- _Document_:
*-*-*

What happens when we want to do something? We first think about it.
Everything else between our thoughts and the action being done is about using the right tools, following the correct procedure, using the right machines, and using device peripherals such as mouse, keyboard, etc. to reach the final state we had in mind from the beginning. In the end, there is a lot of energy and time spent on things that are not directly related to what we specifically want to do. We could name that “background noise actions”.

In this article I will give some examples of how technology is being applied to simplify our lives – entirely removing some of these “background noise actions”. I also made a proof of concept to demonstrate this.

I think therefore I create an electric signal

Let’s take a concrete example. I want to make a presentation, send a message or change the camera position in a 3D environment. I will have a representation in my brain of what I want. In the case of a presentation, I am picturing my nice company logo at the bottom and the bold title with my favorite font. This visual representation (or just thought) comes from neurons and areas of the brain being activated, with electricity.

neurons.PNG
Extract from the TED video by Henry Markram
A thought creates specific electric signals / patterns emitted from my brain. In the end, the brain could be seen as a highly complex electric circuit, and knowing what we are thinking about is a matter of signal processing.

So, how can we detect a thought’s electric signal?

*-*-*

- _Source material_:
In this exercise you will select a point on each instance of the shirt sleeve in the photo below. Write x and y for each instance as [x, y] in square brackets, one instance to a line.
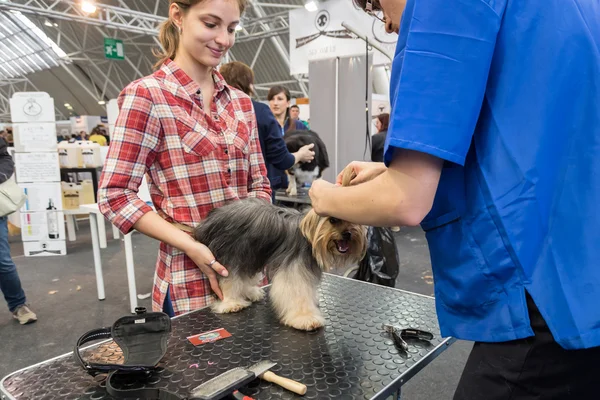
[441, 77]
[131, 153]
[258, 183]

*-*-*

- _To-do list_:
[a] In the article on thought-controlled technology, what name is given to the actions between a thought and its result that are not directly related to what we want to do?
[b] Write the next part of the article on thought-controlled technology, picking up after its final sentence.

- _Answers for the exercise_:
[a] They are called "background noise actions."

[b]
Luckily enough, a lot of our thoughts occur in the cortex, the peripheral area of the brain that is the closest to our skin, so the easiest to detect. For more accuracy some technology is using chips implanted directly into the brain to have a better signal, but this article focuses on what could be used by the masses in the near and more distant future, and I don’t think people would want or accept a chip in their brain, which also raises health, security and ethical issues.
Today there are a variety of existing devices to read brainwaves or emotions. They range from science-lab looking hardware to fancy headbands. Below are a few examples:


 

What is the current state of the brainwaves-reader technology?

Depending on the devices, the accuracy and the type of things you can detect vary.
The most affordable ones focus on emotions (fear, happiness), state of mind (focused, relaxed) and other simple things, for example when you blink your eyes.

Other ones, such as the Emotiv EPOC, can detect a set of specific thoughts that you have to tune beforehand. Indeed if a person “A” thinks of the action “Zoom In” or “Rotate Left” for example, he would very likely to have a different representation than person “B” for the same thing. So there is a tuning process: you select what you will think of, and while you are doing so the system learns about your specific representation. The next time you think about the same action, the software and the signal processing technology will be able to detect that you are thinking about the same action.

The emotions-based technologies and many other technologies do not require tuning, but rather a training to get better results.

Today we can already have very interesting usages examples for those technologies

 

 


 

A sample brain-controlled mobile application

I developed a simple proof of concept for Android that leveraged both the Mindset Mobile device and the SAP Visual Enterprise Viewer technology (which allows, among other things,  rapid consumption of 3D models and animations)

                                
When I am focused, the camera zooms in, and when I am more relaxed it zooms out. When I blink my eyes 2 times in a row, the rendering plays the next step in a 3D procedure.

What can we expect next?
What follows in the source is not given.